— BEGIN —

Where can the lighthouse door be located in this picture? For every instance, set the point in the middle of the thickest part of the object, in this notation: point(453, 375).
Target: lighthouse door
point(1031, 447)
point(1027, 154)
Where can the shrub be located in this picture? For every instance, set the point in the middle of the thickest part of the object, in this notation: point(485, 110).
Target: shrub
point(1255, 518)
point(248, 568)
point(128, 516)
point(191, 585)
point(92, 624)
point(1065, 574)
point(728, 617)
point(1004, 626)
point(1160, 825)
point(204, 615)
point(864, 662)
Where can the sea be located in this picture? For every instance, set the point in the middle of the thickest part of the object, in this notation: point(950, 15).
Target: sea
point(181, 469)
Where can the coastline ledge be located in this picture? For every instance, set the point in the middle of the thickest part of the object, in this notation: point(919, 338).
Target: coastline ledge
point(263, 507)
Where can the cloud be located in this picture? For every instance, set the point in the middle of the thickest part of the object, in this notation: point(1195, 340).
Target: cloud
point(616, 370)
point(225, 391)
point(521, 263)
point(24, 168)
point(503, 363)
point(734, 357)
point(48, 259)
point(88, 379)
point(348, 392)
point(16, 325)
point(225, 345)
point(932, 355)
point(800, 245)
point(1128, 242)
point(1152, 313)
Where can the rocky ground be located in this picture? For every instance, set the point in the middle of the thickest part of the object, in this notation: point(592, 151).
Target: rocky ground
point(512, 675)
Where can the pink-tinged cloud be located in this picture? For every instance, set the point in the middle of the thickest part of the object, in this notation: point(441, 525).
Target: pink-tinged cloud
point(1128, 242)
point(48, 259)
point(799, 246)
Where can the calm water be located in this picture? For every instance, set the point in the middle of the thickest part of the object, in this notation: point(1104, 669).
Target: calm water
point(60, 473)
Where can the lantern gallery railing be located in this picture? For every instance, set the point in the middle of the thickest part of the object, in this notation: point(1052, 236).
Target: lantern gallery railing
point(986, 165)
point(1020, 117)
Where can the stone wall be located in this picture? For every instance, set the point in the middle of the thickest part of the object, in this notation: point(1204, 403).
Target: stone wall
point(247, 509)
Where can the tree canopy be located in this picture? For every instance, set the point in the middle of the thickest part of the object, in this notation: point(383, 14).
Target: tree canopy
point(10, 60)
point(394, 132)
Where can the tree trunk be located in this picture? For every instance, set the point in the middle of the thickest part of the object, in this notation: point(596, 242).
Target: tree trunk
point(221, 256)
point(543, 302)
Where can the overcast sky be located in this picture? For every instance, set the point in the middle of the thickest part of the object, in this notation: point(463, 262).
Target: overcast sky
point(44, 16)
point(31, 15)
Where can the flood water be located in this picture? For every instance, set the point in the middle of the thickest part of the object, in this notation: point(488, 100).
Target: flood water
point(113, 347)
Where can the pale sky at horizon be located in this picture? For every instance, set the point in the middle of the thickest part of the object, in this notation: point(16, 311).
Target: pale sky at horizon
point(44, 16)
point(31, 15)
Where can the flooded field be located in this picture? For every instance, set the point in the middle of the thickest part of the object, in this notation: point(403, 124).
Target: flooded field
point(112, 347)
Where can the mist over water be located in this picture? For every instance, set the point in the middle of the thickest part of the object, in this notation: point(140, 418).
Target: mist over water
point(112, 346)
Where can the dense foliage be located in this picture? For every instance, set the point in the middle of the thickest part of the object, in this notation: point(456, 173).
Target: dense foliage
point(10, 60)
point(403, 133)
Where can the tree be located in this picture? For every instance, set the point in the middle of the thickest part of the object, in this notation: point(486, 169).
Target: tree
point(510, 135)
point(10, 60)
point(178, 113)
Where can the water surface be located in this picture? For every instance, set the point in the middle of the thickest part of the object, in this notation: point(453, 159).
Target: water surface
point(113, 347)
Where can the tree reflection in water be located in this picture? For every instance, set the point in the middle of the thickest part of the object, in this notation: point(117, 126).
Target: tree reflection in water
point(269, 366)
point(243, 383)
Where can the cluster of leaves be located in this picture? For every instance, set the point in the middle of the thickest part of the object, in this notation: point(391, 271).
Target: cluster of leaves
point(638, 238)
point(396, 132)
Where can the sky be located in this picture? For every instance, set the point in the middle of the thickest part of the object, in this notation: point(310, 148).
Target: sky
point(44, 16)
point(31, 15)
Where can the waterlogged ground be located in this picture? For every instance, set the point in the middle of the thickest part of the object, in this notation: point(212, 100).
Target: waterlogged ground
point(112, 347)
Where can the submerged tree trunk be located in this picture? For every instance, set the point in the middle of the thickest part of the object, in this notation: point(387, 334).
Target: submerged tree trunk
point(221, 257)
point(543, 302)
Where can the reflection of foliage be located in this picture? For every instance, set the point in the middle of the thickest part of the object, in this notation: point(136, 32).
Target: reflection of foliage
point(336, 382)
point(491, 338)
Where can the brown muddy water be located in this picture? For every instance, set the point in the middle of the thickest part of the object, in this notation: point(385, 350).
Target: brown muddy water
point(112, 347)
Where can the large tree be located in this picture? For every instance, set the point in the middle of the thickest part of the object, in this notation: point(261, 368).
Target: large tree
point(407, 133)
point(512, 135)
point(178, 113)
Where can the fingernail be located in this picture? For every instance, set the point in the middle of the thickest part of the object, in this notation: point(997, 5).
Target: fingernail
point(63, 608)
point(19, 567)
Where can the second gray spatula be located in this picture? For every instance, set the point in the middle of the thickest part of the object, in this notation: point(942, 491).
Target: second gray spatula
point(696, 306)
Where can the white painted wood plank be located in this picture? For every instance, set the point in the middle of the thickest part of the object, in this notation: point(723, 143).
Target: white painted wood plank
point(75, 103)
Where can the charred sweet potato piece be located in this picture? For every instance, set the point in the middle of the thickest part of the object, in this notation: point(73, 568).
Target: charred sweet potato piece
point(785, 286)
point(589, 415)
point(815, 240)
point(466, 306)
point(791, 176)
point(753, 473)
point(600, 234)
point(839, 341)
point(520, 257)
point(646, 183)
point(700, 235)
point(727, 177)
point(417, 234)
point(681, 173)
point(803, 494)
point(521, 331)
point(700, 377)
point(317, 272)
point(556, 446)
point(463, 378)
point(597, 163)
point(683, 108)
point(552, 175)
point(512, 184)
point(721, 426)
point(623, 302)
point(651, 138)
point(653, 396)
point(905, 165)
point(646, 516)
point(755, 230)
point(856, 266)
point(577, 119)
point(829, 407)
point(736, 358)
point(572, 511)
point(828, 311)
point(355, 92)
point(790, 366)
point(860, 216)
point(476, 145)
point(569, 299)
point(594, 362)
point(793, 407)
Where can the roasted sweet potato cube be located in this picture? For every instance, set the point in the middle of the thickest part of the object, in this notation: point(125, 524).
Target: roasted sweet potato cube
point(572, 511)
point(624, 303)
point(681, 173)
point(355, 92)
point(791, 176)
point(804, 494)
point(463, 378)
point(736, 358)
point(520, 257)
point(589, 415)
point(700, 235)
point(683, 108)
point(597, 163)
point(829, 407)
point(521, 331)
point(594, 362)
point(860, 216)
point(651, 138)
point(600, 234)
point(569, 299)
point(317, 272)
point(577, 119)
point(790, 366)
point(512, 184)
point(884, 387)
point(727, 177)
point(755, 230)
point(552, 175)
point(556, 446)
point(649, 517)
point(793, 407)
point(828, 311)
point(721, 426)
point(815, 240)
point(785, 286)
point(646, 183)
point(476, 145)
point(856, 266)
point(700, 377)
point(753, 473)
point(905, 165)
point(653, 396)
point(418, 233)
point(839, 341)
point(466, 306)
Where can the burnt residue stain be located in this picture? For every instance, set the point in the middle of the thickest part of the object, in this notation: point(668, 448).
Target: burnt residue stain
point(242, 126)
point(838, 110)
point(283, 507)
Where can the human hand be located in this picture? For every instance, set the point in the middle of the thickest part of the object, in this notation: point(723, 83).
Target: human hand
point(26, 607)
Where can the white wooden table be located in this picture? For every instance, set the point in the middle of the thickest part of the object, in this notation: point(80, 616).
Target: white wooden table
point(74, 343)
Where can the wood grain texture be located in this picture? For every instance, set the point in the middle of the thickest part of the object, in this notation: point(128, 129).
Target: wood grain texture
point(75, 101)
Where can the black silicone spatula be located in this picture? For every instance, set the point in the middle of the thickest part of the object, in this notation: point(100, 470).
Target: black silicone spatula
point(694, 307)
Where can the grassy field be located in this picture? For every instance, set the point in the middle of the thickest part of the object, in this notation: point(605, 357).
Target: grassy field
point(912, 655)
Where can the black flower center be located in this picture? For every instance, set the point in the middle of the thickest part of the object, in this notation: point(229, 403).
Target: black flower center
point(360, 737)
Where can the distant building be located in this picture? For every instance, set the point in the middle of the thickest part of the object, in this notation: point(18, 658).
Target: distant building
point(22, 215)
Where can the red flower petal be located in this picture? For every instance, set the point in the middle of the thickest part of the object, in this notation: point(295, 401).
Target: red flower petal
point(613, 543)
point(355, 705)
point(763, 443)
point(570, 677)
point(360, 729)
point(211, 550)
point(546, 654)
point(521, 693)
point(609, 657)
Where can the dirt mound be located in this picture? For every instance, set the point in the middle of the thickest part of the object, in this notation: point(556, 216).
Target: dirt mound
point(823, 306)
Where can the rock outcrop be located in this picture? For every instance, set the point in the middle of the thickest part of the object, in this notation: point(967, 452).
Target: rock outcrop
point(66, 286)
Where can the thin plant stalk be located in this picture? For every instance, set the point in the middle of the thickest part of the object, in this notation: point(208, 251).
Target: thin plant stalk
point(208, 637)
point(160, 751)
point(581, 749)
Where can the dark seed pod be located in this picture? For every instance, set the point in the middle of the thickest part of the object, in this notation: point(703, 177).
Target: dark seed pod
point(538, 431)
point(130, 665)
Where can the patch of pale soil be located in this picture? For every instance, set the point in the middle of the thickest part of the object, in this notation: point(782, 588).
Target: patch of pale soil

— END —

> _Exercise objective_: Rewrite the material starting at the line containing "Where can the dirt" and ending at the line containing "point(823, 306)", replacing "dirt mound" with "soil heap" and leaving everything else unchanged.

> _Exercise response_:
Where can the soil heap be located in this picture? For every instance, set the point in the middle of the thickest part of the object, in this notation: point(556, 216).
Target: soil heap
point(823, 306)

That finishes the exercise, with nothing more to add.